## Records to use
>> begin
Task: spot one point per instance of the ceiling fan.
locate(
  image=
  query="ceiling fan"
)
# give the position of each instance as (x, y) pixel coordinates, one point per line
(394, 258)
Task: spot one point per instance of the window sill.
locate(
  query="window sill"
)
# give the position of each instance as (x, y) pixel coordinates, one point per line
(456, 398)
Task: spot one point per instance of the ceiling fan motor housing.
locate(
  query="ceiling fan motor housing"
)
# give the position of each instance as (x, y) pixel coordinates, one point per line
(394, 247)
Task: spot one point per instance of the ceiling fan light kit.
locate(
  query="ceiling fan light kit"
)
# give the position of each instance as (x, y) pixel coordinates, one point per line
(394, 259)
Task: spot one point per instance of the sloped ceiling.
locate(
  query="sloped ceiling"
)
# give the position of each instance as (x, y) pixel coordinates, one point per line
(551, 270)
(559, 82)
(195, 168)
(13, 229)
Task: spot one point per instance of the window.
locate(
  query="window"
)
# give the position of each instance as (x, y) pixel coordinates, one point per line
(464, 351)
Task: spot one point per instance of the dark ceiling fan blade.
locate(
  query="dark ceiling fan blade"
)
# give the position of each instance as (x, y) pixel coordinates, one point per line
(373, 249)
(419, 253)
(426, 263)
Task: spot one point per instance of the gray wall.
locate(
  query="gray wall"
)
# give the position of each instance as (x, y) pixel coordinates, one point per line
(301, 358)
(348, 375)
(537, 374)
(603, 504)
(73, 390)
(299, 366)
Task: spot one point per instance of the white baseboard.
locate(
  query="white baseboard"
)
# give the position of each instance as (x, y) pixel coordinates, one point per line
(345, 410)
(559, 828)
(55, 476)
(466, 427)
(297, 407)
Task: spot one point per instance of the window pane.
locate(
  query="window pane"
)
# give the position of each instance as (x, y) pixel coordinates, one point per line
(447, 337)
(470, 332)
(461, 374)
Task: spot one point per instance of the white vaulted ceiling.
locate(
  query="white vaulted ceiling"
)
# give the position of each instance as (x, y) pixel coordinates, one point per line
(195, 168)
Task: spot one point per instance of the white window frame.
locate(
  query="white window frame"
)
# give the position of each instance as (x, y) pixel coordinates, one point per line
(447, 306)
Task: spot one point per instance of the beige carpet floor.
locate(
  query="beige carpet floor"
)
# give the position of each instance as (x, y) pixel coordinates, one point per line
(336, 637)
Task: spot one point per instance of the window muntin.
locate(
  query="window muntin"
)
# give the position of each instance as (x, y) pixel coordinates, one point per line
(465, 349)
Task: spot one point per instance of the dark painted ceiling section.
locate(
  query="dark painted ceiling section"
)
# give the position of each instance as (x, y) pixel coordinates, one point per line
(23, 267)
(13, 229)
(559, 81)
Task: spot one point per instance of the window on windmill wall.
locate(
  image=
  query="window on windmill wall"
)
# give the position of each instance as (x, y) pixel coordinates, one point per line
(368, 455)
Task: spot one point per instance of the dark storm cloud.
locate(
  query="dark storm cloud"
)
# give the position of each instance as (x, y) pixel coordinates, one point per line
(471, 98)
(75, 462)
>> end
All of the data shown above must be copied exactly.

## Answer to the task
Task: spot one point per instance of the ceiling fan.
locate(
  image=
  query="ceiling fan"
)
# give the position of each instance as (x, y) pixel coordinates, one point per line
(394, 258)
Task: spot one point per instance of the window sill.
locate(
  query="window sill"
)
# give the position of each instance as (x, y) pixel coordinates, one point per line
(456, 398)
Task: spot one point per instance of the ceiling fan motor housing.
locate(
  query="ceiling fan motor housing"
)
# give the position of each instance as (x, y) pixel coordinates, one point per line
(394, 247)
Task: spot one point per instance of the ceiling fan light kit.
locate(
  query="ceiling fan light kit"
)
# give the position of each instance as (x, y) pixel coordinates, one point per line
(394, 259)
Task: spot one point per instance of the sloped ceiling.
locate(
  query="sloped ceiling"
)
# give the position of each instance as (x, y) pixel coordinates, one point per line
(551, 270)
(559, 82)
(195, 168)
(13, 229)
Task: spot one point per instance of the window.
locate(
  query="window"
)
# give the position of each instance as (x, y) pixel coordinates, one point per line
(464, 351)
Task: spot one point per instance of the dark ceiling fan blade.
locate(
  query="dark ceiling fan blade"
)
# give the position of each instance as (x, y) pixel coordinates, one point per line
(373, 249)
(419, 253)
(426, 263)
Task: spot one point per instance of the gray wall.
locate(
  query="gray wall"
)
# give the position of each instance as (x, y) pixel coordinates, one point per line
(301, 358)
(348, 375)
(537, 374)
(603, 504)
(73, 390)
(299, 366)
Task: spot one point per instance of the white baseboard.
locate(
  query="white baseboard"
)
# give the position of each instance as (x, y) pixel coordinates, one point per line
(345, 410)
(559, 828)
(55, 476)
(466, 427)
(297, 407)
Task: spot one point per instance of the window pane.
locate(
  query="window pane"
)
# give the position of each instance as (x, y) pixel coordinates, one point per line
(447, 337)
(470, 332)
(461, 374)
Task: spot one point per instance of the white vaulted ceiling.
locate(
  query="white vaulted ceiling"
)
# give the position of each instance as (x, y) pixel coordinates, one point per line
(195, 168)
Task: spot one point per instance of the white window frame.
locate(
  query="white window frame"
)
# give the position of each instance as (x, y) pixel coordinates, one point per line
(447, 306)
Task: spot one point per instance of the beige carpet floor.
locate(
  query="beige carpet floor"
)
# give the position of each instance as (x, y) pixel coordinates, one point per line
(336, 637)
Task: spot one point per instance of the window muntin.
locate(
  query="window muntin"
)
# give the position of each instance as (x, y) pixel coordinates, one point per line
(465, 349)
Task: spot one point per instance of the dark painted ceiling section.
locate(
  query="dark painted ceiling section"
)
# give the position of each instance as (x, y) pixel coordinates, one point per line
(23, 267)
(13, 229)
(559, 81)
Task: spot one point per instance of the window on windmill wall.
locate(
  image=
  query="window on windmill wall"
)
# give the position of each instance as (x, y) pixel coordinates, one point per line
(368, 455)
Task: spot one point per instance of the dark storm cloud.
locate(
  query="dark storm cloud"
)
# give the position of each instance as (x, y) pixel coordinates, one point per line
(471, 98)
(75, 462)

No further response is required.